[Dataset entries]

....

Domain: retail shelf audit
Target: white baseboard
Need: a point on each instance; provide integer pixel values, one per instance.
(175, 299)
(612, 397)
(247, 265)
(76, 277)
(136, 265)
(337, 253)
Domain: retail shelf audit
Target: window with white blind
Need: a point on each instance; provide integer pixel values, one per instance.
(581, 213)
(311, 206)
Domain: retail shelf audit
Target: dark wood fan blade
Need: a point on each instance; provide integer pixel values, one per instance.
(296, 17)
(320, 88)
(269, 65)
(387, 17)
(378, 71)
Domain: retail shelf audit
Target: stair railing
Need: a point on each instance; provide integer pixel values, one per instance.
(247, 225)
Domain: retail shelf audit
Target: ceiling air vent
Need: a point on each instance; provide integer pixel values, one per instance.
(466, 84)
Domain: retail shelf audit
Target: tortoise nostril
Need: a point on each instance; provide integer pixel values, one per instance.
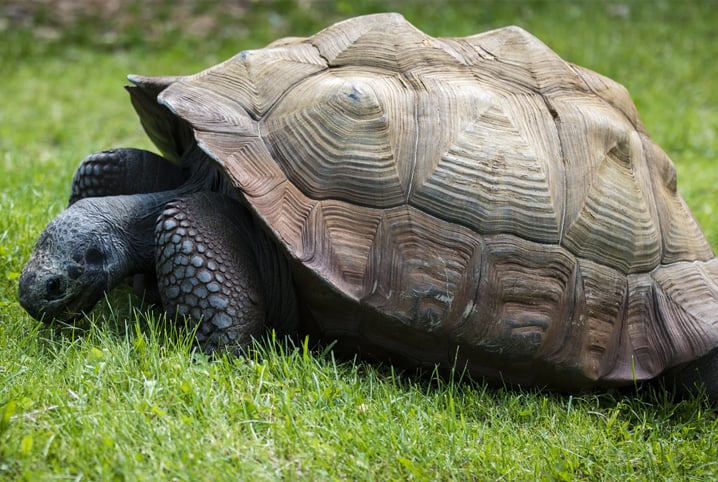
(54, 288)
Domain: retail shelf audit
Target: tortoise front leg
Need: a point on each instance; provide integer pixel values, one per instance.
(124, 171)
(207, 269)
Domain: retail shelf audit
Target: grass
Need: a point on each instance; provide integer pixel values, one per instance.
(126, 399)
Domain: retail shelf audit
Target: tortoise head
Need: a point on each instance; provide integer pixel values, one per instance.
(81, 254)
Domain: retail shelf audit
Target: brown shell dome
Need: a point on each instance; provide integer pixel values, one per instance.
(475, 193)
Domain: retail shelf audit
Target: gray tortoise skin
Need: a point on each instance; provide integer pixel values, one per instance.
(475, 202)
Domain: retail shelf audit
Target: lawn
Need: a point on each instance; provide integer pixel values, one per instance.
(125, 397)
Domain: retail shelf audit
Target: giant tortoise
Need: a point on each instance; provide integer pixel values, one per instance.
(471, 202)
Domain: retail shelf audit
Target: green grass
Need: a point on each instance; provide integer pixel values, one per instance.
(121, 399)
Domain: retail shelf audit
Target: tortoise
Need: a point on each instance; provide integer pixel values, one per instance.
(471, 202)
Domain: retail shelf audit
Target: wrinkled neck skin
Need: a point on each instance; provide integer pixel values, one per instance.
(87, 250)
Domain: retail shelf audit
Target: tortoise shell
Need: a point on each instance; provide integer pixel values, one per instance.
(472, 200)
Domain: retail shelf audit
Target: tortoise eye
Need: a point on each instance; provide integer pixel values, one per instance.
(94, 256)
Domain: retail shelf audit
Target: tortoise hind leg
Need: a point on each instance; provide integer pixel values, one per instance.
(124, 171)
(207, 270)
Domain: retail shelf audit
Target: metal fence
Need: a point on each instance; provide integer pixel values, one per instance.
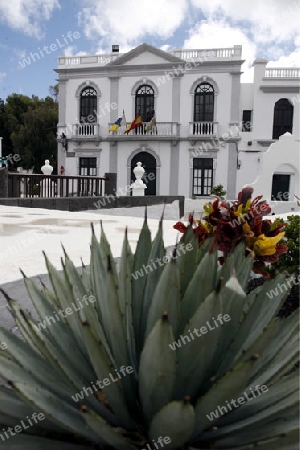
(32, 185)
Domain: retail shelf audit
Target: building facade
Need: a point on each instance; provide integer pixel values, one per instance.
(200, 125)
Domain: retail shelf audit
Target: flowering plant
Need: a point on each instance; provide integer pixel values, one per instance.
(229, 223)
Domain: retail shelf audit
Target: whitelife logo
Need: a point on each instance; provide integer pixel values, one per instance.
(53, 48)
(241, 400)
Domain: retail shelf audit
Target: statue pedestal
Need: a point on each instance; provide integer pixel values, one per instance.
(138, 187)
(47, 187)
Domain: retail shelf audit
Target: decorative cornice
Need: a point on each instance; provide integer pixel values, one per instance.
(279, 89)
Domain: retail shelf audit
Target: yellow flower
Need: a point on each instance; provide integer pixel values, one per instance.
(247, 230)
(243, 210)
(207, 208)
(266, 246)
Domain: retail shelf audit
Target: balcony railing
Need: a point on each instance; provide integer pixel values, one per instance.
(86, 130)
(282, 73)
(98, 60)
(35, 185)
(203, 128)
(160, 129)
(228, 53)
(185, 54)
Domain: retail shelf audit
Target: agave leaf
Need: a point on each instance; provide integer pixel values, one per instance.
(138, 283)
(157, 251)
(12, 408)
(176, 420)
(198, 351)
(187, 262)
(126, 266)
(275, 393)
(243, 272)
(104, 368)
(64, 293)
(229, 387)
(26, 357)
(227, 303)
(57, 410)
(279, 336)
(284, 361)
(166, 298)
(274, 421)
(110, 435)
(200, 286)
(203, 249)
(157, 368)
(86, 307)
(61, 334)
(259, 305)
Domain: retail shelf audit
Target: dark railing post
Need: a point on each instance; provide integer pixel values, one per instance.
(110, 184)
(3, 182)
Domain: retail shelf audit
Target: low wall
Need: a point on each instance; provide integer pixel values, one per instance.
(96, 203)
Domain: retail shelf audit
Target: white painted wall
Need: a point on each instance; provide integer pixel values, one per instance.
(253, 157)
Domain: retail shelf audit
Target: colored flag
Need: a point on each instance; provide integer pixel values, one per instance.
(137, 122)
(151, 124)
(123, 121)
(116, 125)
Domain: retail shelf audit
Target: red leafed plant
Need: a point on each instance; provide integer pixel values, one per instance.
(229, 223)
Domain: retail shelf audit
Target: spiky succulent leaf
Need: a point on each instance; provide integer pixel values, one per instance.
(176, 421)
(55, 368)
(157, 359)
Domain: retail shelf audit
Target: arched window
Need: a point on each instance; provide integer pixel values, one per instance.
(283, 118)
(204, 103)
(88, 105)
(144, 102)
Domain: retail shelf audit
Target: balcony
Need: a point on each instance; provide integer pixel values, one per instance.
(288, 72)
(86, 130)
(161, 131)
(225, 54)
(203, 130)
(231, 53)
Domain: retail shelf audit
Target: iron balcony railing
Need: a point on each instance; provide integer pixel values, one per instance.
(203, 128)
(35, 185)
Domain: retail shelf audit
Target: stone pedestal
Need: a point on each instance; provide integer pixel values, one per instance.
(47, 186)
(138, 187)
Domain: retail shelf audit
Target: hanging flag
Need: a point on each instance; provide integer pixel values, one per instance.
(116, 125)
(137, 122)
(152, 122)
(123, 121)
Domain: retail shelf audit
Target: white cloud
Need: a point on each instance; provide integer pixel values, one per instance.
(291, 60)
(71, 51)
(26, 15)
(210, 34)
(124, 23)
(268, 19)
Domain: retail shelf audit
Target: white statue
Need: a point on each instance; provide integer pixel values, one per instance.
(48, 187)
(47, 169)
(138, 187)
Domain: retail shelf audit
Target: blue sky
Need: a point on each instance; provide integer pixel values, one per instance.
(268, 29)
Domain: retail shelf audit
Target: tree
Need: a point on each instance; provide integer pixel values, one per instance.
(35, 140)
(28, 126)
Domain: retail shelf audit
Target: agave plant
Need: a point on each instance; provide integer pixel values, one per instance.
(167, 397)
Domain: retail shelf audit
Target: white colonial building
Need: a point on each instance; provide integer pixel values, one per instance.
(210, 128)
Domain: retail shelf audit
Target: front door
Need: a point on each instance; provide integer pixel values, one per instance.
(149, 164)
(202, 176)
(280, 185)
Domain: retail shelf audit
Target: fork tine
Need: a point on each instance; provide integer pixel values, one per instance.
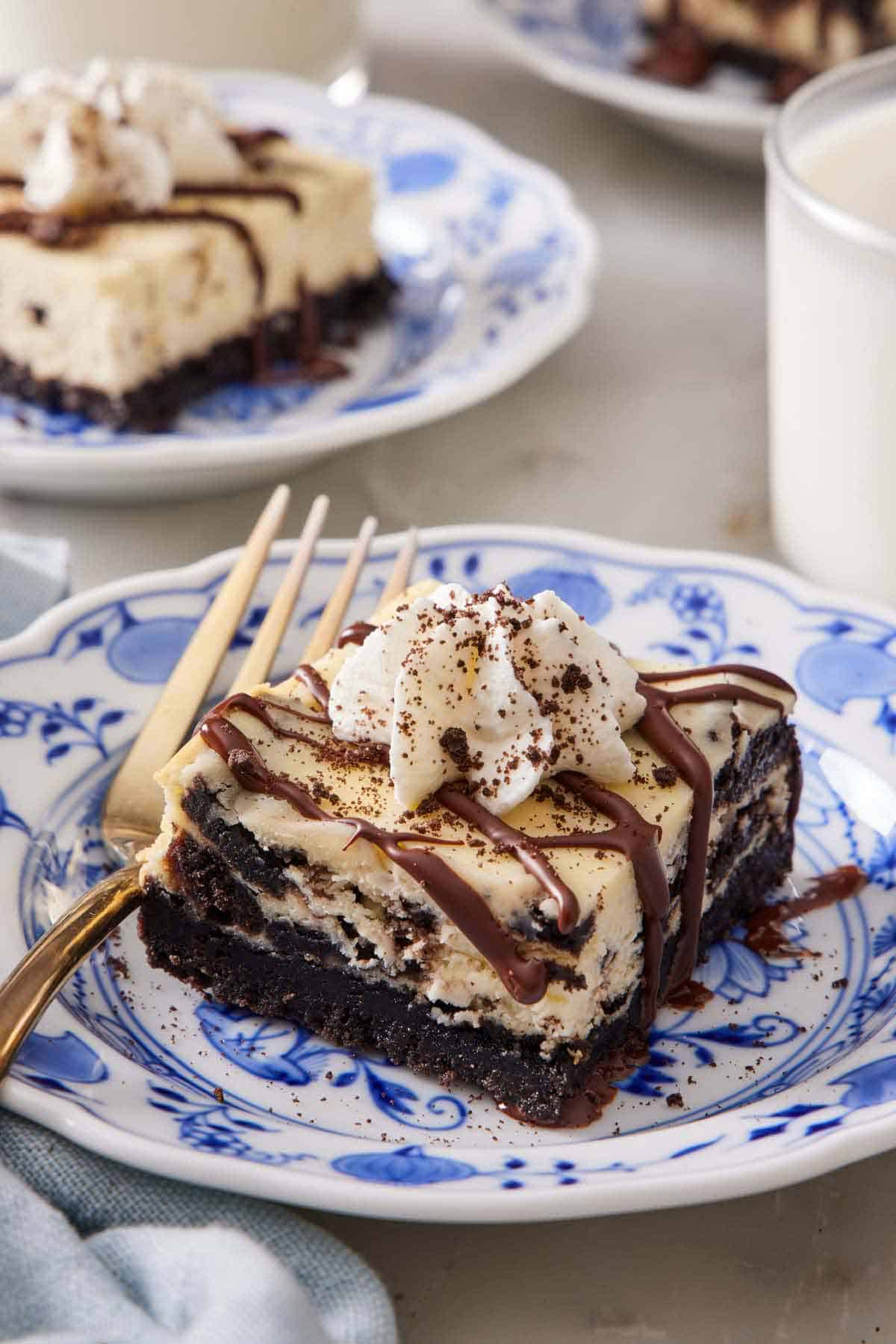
(401, 572)
(260, 659)
(134, 802)
(334, 613)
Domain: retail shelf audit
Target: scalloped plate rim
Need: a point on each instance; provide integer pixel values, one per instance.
(629, 92)
(622, 1192)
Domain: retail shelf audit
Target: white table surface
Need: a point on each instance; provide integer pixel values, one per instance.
(649, 425)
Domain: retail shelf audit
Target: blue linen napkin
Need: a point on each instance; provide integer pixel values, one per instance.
(96, 1253)
(34, 575)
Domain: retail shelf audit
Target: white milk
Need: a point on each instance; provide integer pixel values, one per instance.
(314, 38)
(832, 331)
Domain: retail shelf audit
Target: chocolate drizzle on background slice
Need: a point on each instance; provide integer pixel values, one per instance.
(765, 932)
(247, 141)
(524, 980)
(676, 748)
(274, 191)
(355, 634)
(638, 842)
(630, 834)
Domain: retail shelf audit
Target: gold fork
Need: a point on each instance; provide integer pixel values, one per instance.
(132, 808)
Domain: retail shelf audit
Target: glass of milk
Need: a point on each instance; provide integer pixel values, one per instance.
(319, 40)
(832, 327)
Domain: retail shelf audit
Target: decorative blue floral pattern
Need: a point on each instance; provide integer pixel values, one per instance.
(272, 1096)
(287, 1054)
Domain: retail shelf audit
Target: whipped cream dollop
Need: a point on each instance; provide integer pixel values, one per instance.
(121, 134)
(492, 690)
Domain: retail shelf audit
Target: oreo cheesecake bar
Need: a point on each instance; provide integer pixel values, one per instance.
(151, 253)
(788, 40)
(479, 840)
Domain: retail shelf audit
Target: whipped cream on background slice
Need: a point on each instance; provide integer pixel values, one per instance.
(119, 134)
(489, 690)
(87, 161)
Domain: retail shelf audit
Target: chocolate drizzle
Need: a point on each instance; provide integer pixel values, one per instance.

....

◆ **PROBLEM DETAILS**: Search the data above for the string "dark" and report each line that holds it.

◆ **COMPLETED TASK**:
Target: dark wood fan blade
Target: dark railing post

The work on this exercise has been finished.